• **EXERCISE DETAILS**
For the entries below, print exactly the lines between the line holding "box: [0, 0, 28, 45]" and the line holding "box: [262, 242, 278, 267]", inclusive, and nothing else.

• **MATERIAL SHOWN**
###
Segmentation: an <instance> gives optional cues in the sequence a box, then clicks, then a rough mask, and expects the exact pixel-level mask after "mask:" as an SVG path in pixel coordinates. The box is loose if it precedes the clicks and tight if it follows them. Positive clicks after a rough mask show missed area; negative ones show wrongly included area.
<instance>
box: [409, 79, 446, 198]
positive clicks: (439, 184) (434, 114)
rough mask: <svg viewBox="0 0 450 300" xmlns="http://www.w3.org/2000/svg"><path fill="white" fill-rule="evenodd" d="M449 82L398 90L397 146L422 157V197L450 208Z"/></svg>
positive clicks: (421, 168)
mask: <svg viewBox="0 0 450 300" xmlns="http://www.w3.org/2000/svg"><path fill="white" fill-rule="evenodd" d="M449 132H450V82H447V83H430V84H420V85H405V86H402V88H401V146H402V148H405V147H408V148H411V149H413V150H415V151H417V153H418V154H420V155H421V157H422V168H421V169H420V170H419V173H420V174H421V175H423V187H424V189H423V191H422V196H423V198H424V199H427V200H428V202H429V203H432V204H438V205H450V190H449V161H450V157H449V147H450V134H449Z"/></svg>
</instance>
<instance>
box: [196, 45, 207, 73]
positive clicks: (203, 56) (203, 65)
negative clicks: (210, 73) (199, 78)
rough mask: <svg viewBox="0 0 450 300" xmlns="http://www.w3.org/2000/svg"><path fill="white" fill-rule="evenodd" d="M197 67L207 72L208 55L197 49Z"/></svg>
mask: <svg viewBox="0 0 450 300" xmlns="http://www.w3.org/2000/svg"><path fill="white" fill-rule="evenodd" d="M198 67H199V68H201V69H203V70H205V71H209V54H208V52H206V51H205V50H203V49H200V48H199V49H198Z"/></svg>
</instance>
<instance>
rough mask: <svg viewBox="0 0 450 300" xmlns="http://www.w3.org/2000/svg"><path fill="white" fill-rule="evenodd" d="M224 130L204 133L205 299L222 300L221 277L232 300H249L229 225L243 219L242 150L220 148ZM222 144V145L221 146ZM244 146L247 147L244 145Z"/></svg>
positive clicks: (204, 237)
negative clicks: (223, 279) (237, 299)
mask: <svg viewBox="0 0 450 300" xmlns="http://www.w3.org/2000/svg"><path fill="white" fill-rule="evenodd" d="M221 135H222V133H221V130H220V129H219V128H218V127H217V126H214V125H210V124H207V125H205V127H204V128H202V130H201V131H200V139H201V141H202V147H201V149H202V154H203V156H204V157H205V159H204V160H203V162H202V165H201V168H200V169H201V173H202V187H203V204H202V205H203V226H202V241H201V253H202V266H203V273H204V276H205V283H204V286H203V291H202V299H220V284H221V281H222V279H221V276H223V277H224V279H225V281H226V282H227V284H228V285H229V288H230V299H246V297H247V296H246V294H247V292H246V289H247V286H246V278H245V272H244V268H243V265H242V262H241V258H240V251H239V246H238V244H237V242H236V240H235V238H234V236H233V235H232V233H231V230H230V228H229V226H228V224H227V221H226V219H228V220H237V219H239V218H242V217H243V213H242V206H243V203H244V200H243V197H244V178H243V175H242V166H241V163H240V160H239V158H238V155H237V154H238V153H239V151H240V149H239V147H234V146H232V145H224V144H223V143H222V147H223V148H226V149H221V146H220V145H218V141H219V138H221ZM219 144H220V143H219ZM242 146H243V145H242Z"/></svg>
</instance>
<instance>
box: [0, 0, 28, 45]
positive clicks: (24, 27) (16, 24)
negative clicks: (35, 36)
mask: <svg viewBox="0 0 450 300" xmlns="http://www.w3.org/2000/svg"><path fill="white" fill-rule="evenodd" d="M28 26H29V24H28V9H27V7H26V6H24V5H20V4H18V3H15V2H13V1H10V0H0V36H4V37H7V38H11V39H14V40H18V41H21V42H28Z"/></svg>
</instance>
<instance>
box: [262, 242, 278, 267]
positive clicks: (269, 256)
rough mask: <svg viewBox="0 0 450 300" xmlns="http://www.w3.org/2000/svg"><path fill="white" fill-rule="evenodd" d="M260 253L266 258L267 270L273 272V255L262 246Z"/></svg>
###
• **TASK SOLUTION**
box: [0, 0, 28, 45]
positive clicks: (24, 27) (16, 24)
negative clicks: (35, 36)
mask: <svg viewBox="0 0 450 300" xmlns="http://www.w3.org/2000/svg"><path fill="white" fill-rule="evenodd" d="M28 26H29V24H28V9H27V7H26V6H24V5H20V4H18V3H15V2H13V1H10V0H0V36H4V37H7V38H11V39H14V40H18V41H21V42H28Z"/></svg>
</instance>
<instance>
box: [262, 242, 278, 267]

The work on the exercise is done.